[WHAT IS EXPECTED]
Extract every line of the records that contains the word "white", copying each one in full.

[EXCERPTED DATA]
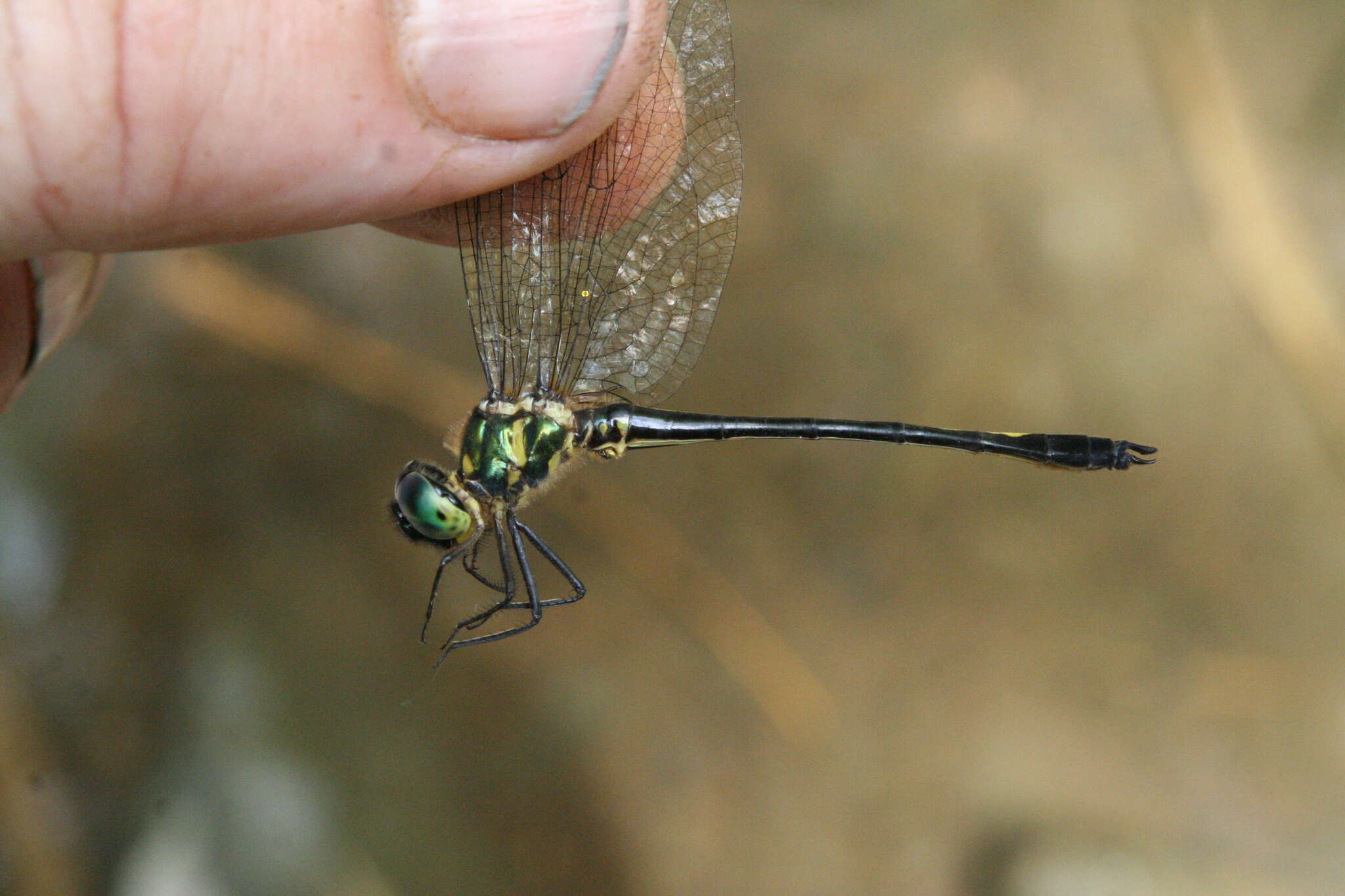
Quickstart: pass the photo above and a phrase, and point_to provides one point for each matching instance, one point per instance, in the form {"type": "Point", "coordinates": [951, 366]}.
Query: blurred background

--

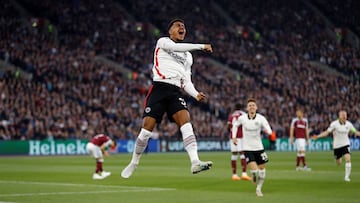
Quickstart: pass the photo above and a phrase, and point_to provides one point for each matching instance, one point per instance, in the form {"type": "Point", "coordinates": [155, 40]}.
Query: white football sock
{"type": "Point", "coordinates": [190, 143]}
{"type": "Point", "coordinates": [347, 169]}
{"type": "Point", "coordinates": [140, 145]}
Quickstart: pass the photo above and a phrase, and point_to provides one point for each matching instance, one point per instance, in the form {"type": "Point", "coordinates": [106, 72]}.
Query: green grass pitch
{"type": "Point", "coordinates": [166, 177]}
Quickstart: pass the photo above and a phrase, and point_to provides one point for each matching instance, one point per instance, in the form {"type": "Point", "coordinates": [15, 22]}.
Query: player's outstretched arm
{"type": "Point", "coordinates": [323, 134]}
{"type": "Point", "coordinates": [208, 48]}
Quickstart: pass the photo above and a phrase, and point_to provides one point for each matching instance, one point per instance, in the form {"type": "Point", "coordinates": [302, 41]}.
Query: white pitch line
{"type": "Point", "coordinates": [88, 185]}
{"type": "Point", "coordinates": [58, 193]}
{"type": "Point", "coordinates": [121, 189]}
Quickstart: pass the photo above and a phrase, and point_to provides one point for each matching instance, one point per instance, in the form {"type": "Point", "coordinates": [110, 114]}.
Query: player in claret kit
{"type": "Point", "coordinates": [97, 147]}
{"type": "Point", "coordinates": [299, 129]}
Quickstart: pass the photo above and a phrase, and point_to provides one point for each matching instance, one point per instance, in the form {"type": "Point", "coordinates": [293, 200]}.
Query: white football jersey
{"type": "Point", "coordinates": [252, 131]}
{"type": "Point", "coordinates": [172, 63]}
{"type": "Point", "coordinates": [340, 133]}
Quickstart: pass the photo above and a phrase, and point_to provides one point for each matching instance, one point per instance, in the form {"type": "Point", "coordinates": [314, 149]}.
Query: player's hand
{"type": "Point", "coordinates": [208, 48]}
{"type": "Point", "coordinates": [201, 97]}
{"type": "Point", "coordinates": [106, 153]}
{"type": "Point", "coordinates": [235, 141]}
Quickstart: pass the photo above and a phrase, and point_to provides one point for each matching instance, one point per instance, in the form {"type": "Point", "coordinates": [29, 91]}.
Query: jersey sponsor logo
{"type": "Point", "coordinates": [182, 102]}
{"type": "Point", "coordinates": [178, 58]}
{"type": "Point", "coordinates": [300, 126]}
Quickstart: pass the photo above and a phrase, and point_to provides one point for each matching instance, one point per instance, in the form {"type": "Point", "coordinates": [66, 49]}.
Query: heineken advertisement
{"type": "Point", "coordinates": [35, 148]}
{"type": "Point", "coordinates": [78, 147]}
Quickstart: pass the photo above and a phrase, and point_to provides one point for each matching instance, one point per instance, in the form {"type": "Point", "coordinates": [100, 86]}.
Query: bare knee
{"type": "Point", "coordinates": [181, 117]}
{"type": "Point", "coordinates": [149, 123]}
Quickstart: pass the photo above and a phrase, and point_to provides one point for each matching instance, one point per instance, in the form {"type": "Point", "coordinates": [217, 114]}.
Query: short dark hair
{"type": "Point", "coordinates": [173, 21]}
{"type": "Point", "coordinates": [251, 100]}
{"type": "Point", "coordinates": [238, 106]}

...

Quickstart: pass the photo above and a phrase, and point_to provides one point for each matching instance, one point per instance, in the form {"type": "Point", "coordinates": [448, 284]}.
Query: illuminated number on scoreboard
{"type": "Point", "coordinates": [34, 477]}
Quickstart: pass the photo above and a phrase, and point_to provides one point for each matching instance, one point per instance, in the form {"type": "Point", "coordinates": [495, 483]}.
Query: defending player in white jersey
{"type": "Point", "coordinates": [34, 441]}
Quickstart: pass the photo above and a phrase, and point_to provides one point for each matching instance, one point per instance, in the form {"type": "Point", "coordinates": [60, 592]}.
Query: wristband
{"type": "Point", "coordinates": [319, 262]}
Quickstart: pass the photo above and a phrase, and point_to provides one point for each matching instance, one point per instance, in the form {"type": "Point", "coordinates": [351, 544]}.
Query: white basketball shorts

[SOLUTION]
Query: white football sock
Query: white pitch line
Query: white football jersey
Query: defending player in white jersey
Query: white basketball shorts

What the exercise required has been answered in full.